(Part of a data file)
##############################

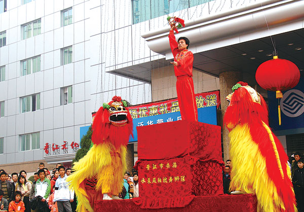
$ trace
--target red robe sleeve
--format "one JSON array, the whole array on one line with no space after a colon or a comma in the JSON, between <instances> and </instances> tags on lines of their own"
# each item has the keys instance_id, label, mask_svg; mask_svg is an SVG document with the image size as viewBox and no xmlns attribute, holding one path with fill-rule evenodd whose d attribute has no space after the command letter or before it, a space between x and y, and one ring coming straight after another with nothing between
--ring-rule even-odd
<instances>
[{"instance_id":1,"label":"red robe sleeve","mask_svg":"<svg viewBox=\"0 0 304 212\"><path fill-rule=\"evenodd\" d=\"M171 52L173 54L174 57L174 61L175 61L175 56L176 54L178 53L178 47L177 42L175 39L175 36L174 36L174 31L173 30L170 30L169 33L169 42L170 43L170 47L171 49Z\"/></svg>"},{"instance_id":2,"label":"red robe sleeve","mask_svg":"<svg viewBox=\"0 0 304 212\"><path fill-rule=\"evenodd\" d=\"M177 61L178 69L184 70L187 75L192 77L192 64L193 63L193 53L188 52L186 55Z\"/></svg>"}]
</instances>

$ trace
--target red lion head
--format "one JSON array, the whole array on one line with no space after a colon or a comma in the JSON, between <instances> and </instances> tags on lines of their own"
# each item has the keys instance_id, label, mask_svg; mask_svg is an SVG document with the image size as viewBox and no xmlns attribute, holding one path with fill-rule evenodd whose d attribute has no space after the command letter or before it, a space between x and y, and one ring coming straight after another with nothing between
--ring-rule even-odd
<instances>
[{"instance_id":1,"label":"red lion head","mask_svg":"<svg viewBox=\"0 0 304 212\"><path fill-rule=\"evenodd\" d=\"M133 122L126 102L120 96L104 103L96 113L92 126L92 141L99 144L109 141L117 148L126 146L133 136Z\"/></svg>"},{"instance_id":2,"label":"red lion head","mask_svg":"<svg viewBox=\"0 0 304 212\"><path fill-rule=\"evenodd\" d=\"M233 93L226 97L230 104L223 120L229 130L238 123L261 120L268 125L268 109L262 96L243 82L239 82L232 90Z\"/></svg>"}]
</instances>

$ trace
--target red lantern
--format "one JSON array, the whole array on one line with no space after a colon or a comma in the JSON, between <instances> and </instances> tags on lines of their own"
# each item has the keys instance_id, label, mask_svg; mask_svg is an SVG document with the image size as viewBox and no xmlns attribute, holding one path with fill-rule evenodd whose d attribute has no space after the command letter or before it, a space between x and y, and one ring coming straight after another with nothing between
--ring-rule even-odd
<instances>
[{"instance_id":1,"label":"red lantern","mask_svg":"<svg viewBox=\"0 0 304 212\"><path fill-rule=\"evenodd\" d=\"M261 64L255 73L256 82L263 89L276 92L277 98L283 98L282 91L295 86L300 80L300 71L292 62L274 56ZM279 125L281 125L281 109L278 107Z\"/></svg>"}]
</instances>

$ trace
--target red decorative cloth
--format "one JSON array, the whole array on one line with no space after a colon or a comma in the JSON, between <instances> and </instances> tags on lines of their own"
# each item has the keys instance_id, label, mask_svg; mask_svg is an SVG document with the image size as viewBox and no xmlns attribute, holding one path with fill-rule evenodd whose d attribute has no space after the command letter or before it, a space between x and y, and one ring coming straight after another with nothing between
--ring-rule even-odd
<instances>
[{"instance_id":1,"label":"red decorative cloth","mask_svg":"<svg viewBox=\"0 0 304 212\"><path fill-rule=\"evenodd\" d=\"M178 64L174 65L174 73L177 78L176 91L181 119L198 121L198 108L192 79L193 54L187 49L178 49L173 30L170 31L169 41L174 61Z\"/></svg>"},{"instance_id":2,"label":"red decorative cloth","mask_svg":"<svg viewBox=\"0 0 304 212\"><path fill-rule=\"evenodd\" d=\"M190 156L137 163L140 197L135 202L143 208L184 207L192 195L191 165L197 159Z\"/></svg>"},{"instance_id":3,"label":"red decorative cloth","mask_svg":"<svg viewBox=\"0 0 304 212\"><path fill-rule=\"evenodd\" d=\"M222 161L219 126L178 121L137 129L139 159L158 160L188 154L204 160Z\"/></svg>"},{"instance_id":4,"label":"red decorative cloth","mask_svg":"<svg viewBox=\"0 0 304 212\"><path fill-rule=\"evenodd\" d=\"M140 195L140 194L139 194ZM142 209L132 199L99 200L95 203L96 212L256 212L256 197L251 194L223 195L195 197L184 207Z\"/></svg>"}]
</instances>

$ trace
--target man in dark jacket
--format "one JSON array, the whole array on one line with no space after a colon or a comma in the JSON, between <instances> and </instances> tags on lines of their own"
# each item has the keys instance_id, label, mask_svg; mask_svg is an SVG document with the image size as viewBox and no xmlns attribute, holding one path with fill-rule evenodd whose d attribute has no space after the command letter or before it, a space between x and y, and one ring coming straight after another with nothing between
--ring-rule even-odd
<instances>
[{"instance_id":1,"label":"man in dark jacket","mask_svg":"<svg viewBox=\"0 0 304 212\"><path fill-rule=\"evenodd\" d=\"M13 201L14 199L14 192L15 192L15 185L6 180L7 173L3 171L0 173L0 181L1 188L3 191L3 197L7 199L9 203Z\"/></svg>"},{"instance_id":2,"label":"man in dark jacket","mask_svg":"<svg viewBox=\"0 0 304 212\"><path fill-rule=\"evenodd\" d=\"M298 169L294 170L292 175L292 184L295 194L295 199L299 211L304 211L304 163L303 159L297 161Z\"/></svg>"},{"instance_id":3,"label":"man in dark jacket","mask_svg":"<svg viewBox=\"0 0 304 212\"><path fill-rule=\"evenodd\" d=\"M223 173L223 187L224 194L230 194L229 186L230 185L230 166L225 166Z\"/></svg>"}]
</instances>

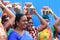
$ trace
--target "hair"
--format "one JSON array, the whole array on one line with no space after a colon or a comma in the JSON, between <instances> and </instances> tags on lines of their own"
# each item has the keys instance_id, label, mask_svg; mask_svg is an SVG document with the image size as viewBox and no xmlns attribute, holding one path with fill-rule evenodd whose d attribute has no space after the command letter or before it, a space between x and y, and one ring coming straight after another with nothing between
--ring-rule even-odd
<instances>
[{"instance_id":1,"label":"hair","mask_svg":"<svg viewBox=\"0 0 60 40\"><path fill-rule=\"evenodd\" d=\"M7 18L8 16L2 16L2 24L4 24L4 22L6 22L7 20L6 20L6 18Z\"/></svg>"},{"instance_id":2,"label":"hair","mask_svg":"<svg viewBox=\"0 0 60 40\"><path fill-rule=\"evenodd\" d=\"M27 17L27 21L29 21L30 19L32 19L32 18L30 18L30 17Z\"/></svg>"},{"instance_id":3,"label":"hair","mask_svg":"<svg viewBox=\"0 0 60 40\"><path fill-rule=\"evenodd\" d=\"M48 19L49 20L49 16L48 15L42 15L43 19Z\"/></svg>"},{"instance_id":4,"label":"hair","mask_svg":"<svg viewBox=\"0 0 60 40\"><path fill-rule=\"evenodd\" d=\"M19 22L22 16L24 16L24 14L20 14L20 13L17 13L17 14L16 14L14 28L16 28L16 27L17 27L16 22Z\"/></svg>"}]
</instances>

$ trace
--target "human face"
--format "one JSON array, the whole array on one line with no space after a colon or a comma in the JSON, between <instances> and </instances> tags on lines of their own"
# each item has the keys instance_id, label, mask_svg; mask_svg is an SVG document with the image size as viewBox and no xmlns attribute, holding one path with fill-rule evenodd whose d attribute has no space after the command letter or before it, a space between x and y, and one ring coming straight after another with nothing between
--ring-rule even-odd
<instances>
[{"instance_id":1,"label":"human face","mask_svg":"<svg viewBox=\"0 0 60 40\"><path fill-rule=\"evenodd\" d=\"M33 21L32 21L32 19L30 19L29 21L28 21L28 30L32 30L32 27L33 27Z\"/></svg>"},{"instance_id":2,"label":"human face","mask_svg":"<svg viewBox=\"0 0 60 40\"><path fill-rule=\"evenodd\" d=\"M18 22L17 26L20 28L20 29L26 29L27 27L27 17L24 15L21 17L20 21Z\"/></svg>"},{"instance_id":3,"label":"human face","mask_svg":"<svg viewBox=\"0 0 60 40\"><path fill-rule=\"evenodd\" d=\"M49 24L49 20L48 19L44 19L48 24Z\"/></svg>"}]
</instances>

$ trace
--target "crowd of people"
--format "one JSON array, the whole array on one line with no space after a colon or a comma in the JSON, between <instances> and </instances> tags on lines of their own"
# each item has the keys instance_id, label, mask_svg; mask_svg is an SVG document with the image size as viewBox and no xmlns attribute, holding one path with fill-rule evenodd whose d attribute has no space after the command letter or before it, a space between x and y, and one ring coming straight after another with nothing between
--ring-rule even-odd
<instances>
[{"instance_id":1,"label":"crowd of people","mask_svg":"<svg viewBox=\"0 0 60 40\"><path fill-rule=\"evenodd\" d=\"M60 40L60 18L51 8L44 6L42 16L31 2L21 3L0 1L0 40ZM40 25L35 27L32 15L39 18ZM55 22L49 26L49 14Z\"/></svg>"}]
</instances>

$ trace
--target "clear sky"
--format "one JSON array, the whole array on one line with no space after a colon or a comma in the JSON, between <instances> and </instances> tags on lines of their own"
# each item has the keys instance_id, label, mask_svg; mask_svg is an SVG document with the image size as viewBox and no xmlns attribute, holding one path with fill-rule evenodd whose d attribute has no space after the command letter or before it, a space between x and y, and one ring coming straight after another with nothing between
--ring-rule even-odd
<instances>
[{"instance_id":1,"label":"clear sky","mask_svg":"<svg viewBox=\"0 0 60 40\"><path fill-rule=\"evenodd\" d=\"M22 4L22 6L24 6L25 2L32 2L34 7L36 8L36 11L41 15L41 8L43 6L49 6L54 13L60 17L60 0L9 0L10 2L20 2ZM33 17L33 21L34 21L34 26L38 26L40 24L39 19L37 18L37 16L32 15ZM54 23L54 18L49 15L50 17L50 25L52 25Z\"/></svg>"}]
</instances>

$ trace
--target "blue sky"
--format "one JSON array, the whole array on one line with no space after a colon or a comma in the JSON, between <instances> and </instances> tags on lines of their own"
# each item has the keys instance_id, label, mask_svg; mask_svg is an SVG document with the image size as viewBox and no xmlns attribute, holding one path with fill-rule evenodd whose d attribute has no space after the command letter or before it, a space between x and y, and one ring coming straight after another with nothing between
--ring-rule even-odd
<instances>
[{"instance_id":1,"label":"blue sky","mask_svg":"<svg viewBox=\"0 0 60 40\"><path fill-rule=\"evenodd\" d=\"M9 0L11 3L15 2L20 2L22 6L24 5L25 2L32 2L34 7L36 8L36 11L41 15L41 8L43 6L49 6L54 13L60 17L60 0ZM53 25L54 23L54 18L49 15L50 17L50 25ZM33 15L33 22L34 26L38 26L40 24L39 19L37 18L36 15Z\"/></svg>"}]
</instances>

##############################

Count the lines in the rows above that contain the string "target", treating case as significant, and give only the number.

10